Aim A
Answer these questions about the multisensory gains passage below:
(i) Were multisensory gains greater for congruent or for incongruent conditions?
(ii) What p value is reported for the race-model planned comparisons in the detection task?
(iii) What circumstance of the testing sessions may explain the discrepancy with earlier studies?

Selection
┌────────

Table 2 p values for post hoc pairwise comparisons for the detection task comparing repeat conditions and switch conditions for each stimulus

To illustrate multisensory gains across the different repeat and switch conditions the difference between the faster of the unisensory conditions and the multisensory congruent and incongruent conditions were calculated, for repeat and switch conditions separately (see Fig. 2d). Contrary to expectations, multisensory gains were greater for incongruent than congruent conditions. Similarly, although CDFs for the multisensory stimuli were shifted to the left of the unisensory CDFs, suggesting faster RTs for multisensory than for unisensory stimuli, this shift was much greater for incongruent than for congruent stimuli (see Fig. 2e). No significant race-model violations were observed for the repeat and switch conditions in the detection task (p > 0.01 for all planned comparisons). This null result was surprising given that many previously published studies have demonstrated a significant effect. Elsewhere, we have followed-up on this discrepancy and determined that it may be related to the fact that participants were left alone in the room. Despite the high accuracy, multisensory RTs effects are affected by the absence of the experimenter (see Supplementary information; Barutchu and Spence 2020).

└────────

Material
┌────────

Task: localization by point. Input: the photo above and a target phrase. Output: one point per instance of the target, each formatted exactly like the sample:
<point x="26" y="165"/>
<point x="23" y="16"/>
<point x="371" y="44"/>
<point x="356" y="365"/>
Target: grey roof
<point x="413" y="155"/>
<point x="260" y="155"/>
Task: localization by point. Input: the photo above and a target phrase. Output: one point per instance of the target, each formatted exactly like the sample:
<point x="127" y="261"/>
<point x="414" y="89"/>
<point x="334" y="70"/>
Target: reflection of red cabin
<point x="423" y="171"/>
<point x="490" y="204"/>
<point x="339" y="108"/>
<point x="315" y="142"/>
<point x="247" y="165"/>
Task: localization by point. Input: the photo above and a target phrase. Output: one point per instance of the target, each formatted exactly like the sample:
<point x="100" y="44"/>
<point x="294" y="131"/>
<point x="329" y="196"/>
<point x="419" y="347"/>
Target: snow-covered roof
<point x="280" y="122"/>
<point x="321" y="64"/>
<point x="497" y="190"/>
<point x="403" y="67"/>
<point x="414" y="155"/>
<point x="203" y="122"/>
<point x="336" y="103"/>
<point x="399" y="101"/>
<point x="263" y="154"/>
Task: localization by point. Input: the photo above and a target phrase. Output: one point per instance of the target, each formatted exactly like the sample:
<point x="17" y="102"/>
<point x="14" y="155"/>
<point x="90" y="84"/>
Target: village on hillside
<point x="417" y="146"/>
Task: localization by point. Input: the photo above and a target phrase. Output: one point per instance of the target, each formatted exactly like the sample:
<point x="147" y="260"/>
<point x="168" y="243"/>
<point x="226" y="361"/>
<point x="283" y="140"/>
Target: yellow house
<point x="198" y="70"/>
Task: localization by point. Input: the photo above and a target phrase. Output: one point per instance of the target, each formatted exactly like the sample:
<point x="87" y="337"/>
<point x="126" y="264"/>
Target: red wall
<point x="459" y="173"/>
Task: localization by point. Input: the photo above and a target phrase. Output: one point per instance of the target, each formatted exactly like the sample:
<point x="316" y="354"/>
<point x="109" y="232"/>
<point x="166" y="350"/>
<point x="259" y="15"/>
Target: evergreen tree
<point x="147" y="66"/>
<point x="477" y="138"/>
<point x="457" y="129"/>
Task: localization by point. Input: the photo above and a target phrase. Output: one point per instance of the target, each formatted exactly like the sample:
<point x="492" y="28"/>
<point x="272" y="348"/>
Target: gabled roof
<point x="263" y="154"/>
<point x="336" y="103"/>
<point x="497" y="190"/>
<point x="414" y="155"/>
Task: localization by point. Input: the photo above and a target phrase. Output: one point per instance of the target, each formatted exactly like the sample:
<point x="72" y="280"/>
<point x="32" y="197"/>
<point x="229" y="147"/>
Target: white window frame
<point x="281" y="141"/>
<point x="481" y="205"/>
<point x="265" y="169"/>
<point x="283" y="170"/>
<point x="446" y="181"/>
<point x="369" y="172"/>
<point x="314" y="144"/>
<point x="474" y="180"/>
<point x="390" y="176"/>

└────────
┌────────

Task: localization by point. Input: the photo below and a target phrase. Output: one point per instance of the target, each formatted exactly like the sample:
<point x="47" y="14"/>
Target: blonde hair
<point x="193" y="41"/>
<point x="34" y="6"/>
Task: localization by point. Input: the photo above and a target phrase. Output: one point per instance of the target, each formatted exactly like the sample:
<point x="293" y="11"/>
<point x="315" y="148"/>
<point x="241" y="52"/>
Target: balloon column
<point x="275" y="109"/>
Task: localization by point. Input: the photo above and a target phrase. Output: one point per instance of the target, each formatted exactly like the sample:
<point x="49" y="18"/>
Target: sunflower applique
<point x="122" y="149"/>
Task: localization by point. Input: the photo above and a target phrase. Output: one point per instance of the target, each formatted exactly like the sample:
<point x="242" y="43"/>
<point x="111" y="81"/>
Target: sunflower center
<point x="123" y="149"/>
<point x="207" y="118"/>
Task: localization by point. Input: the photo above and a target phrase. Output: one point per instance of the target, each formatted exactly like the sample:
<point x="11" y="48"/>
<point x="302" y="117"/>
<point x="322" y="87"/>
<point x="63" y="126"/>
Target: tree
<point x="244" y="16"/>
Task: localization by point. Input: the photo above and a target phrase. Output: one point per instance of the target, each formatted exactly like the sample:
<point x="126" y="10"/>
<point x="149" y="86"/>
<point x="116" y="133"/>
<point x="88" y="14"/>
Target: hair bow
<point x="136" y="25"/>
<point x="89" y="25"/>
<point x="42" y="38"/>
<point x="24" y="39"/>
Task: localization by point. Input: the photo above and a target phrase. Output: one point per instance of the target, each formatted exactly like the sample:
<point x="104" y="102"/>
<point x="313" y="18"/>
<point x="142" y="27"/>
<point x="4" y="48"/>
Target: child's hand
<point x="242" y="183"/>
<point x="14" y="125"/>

└────────

Aim B
Which lines in the rows above contain the string "roof"? Pull out each one, matching case exactly.

Complete output A
(i) Incongruent conditions.
(ii) p > 0.01 for all planned comparisons.
(iii) Participants were left alone in the room.

Complete output B
Target: grey roof
Target: snow-covered roof
Target: gabled roof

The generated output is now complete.